* [Task requirements] Show every line of the records below that contains the word "water", copying each line in full. Matches are case-sensitive.

════

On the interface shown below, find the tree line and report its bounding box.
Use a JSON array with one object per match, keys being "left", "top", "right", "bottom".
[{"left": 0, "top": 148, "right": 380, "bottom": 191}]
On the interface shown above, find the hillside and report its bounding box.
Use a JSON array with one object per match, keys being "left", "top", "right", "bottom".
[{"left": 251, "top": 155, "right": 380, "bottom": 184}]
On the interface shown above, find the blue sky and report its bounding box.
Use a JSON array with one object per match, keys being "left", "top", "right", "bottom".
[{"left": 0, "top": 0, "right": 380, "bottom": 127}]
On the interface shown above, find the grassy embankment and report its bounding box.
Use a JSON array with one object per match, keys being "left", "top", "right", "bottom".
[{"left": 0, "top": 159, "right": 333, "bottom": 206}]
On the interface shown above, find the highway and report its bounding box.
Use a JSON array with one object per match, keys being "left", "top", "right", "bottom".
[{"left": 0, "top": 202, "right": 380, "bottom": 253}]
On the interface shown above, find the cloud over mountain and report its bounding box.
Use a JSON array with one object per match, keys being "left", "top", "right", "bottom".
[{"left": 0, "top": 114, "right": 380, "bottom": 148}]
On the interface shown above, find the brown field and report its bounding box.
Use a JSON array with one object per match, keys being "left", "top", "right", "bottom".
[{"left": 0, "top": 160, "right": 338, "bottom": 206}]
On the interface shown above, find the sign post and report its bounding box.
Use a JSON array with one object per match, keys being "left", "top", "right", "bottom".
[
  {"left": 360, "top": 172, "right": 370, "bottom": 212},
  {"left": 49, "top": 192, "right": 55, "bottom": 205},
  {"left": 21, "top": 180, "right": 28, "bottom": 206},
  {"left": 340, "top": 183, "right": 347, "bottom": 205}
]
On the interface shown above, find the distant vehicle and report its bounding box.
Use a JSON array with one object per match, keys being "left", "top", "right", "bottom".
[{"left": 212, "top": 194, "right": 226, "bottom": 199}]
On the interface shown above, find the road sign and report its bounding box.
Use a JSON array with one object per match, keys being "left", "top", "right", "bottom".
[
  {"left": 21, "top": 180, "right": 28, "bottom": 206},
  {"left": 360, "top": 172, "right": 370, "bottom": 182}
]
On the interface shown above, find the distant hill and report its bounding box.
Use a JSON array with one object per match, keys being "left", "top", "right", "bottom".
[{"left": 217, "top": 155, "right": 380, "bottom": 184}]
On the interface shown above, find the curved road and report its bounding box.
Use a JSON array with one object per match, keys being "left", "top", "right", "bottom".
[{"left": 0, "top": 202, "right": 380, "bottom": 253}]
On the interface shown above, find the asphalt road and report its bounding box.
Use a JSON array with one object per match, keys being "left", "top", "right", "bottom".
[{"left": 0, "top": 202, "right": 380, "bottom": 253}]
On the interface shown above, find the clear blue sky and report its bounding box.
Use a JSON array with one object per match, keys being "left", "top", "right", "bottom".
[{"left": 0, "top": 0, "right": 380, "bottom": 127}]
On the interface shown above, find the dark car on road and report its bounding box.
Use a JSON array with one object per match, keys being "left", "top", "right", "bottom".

════

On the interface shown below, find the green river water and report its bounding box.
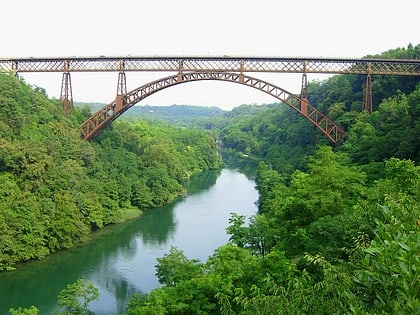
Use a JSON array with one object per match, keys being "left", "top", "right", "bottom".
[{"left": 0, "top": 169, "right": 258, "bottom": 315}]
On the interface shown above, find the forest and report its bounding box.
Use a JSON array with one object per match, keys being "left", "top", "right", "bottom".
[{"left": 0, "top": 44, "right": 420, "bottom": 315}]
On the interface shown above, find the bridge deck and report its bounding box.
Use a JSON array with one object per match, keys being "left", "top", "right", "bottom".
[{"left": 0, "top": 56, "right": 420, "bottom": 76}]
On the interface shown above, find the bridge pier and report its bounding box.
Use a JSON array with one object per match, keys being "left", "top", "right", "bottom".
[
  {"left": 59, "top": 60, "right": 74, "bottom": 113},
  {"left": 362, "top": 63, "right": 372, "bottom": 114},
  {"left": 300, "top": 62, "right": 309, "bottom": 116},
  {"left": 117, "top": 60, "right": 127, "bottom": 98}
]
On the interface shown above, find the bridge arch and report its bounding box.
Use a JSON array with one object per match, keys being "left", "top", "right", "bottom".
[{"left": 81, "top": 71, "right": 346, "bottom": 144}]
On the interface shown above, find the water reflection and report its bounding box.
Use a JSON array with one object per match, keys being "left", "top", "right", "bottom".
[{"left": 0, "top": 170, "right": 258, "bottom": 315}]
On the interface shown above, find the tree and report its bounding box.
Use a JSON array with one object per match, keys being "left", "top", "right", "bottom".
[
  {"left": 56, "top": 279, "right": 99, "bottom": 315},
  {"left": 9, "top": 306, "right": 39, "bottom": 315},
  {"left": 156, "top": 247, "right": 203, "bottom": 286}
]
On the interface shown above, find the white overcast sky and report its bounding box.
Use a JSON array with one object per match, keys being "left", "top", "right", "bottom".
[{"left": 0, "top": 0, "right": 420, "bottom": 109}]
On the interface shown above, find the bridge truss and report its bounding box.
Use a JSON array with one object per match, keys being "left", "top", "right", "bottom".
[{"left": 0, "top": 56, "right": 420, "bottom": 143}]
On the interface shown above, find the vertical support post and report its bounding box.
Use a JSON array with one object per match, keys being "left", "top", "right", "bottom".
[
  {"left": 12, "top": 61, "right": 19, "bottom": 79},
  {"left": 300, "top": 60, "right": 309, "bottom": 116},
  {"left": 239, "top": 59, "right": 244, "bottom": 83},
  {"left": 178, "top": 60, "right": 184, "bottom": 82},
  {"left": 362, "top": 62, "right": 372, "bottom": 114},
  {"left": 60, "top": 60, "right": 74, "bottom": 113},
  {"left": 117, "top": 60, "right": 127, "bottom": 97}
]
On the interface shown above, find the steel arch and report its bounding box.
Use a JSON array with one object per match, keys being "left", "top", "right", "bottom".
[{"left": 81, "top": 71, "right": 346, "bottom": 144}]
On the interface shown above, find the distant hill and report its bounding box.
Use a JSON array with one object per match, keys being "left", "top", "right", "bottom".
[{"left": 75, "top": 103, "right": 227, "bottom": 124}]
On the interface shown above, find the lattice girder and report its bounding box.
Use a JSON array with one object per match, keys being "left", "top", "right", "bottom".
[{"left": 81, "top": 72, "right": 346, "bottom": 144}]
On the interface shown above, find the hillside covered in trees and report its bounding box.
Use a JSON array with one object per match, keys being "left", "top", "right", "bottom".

════

* [Response to this exercise]
On the interface shown below, find the green river water and report its bounding box.
On the interface shown above, find the water reflection and report its bounding box.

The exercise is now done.